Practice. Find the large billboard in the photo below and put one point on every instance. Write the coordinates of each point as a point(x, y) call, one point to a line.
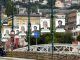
point(60, 23)
point(59, 3)
point(45, 25)
point(6, 32)
point(23, 28)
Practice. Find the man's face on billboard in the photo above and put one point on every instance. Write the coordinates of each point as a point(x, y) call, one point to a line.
point(35, 27)
point(45, 24)
point(60, 22)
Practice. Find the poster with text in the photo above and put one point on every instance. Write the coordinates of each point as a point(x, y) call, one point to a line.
point(45, 25)
point(59, 3)
point(6, 32)
point(78, 18)
point(23, 28)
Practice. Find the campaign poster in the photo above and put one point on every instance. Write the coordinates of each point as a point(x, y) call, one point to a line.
point(59, 23)
point(68, 3)
point(6, 32)
point(23, 28)
point(45, 25)
point(78, 18)
point(59, 3)
point(34, 28)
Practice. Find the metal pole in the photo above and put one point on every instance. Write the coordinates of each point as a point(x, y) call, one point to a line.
point(52, 26)
point(29, 26)
point(0, 24)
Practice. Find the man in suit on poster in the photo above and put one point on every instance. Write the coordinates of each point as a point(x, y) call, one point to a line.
point(60, 24)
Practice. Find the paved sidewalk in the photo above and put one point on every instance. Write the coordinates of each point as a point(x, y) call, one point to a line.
point(11, 58)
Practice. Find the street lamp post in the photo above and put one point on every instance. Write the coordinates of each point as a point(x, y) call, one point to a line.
point(12, 31)
point(29, 26)
point(52, 3)
point(0, 23)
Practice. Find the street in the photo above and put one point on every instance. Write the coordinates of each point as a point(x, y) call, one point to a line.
point(11, 58)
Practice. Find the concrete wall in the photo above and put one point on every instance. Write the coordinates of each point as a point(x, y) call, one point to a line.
point(42, 56)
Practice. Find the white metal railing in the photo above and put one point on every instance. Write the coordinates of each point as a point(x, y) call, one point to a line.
point(58, 48)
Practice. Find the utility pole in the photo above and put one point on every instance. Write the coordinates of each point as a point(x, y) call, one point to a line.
point(52, 5)
point(0, 24)
point(29, 27)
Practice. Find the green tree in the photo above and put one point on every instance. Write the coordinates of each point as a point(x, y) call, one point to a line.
point(63, 37)
point(10, 8)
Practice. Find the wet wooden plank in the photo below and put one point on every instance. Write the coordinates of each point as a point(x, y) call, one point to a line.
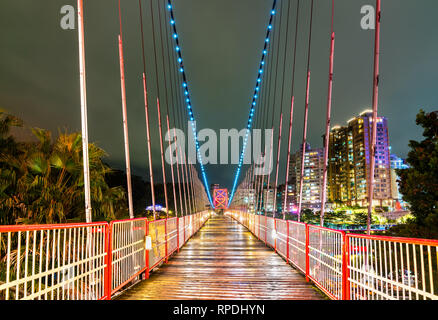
point(224, 261)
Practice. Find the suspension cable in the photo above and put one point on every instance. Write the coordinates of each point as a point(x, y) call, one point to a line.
point(297, 18)
point(125, 118)
point(328, 118)
point(148, 135)
point(160, 131)
point(280, 125)
point(306, 114)
point(188, 100)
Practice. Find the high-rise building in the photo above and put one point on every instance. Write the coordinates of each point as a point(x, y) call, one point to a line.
point(349, 162)
point(397, 164)
point(313, 173)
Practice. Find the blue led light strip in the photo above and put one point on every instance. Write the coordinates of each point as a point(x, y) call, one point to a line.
point(186, 91)
point(254, 99)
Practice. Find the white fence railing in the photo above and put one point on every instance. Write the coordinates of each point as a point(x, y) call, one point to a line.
point(350, 266)
point(86, 261)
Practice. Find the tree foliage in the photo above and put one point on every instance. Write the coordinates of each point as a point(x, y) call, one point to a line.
point(42, 182)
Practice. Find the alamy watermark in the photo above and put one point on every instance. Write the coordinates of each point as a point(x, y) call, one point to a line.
point(258, 145)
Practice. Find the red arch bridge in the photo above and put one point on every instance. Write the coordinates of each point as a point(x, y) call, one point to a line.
point(207, 255)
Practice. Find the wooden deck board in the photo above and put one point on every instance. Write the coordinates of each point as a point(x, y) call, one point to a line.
point(224, 261)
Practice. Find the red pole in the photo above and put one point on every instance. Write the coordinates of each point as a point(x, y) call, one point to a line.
point(178, 174)
point(306, 115)
point(147, 251)
point(175, 202)
point(125, 129)
point(163, 168)
point(287, 241)
point(375, 109)
point(345, 270)
point(166, 250)
point(277, 165)
point(307, 254)
point(328, 121)
point(288, 157)
point(108, 269)
point(148, 135)
point(84, 121)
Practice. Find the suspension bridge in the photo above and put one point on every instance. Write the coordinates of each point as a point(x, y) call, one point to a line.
point(238, 252)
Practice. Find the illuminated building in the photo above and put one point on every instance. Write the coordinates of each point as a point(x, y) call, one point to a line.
point(349, 162)
point(397, 164)
point(313, 173)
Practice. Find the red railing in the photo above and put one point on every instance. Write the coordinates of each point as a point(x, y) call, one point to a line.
point(349, 266)
point(86, 261)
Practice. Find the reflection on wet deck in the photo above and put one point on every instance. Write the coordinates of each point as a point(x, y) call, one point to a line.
point(224, 261)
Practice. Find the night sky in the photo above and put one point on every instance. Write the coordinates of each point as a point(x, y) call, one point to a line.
point(221, 42)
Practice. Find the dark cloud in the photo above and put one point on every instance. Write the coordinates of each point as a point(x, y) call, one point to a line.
point(221, 42)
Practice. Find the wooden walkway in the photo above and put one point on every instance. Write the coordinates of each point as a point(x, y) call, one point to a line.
point(224, 261)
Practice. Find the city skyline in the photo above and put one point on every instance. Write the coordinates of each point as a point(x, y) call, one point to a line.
point(39, 72)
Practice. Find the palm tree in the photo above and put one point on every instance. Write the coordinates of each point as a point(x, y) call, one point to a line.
point(42, 182)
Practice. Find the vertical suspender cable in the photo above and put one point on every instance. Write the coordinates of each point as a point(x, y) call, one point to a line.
point(84, 120)
point(125, 119)
point(167, 100)
point(273, 112)
point(375, 110)
point(173, 79)
point(163, 168)
point(291, 112)
point(328, 121)
point(280, 126)
point(306, 114)
point(148, 134)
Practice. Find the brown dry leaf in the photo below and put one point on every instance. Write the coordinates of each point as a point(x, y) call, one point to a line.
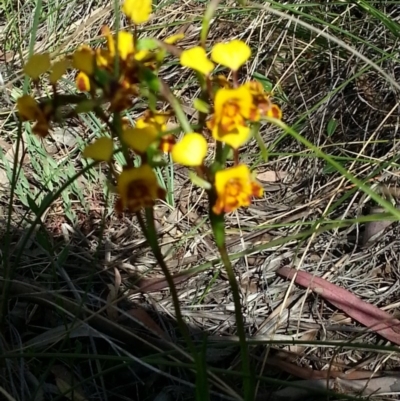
point(309, 335)
point(147, 321)
point(4, 181)
point(66, 383)
point(113, 295)
point(386, 384)
point(10, 154)
point(112, 312)
point(271, 176)
point(374, 229)
point(159, 283)
point(369, 315)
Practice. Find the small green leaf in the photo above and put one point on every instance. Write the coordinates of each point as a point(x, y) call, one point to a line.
point(331, 128)
point(151, 79)
point(32, 204)
point(200, 182)
point(147, 44)
point(201, 105)
point(264, 81)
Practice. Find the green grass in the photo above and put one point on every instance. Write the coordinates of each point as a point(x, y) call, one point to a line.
point(64, 251)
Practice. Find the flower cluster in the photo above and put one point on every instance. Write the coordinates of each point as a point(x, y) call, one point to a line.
point(126, 68)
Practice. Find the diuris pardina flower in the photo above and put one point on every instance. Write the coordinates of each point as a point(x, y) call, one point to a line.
point(231, 110)
point(30, 110)
point(235, 187)
point(196, 59)
point(101, 149)
point(190, 151)
point(232, 54)
point(148, 130)
point(262, 105)
point(138, 11)
point(137, 188)
point(37, 65)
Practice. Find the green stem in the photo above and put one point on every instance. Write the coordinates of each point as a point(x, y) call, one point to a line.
point(175, 104)
point(150, 232)
point(218, 227)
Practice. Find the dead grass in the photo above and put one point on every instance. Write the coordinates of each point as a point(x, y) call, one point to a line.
point(88, 304)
■ ■ ■
▶ _PROBLEM TO WORK ON_:
Everything from the line with "Practice. Find the dead" through the last line of the data above, please return word for word, and no other line.

▶ _TASK RESULT_:
Practice. Find the dead grass in the photo above and put one point on every instance. Write the coordinates of each point as a point(x, y) call, one point to a line.
point(88, 304)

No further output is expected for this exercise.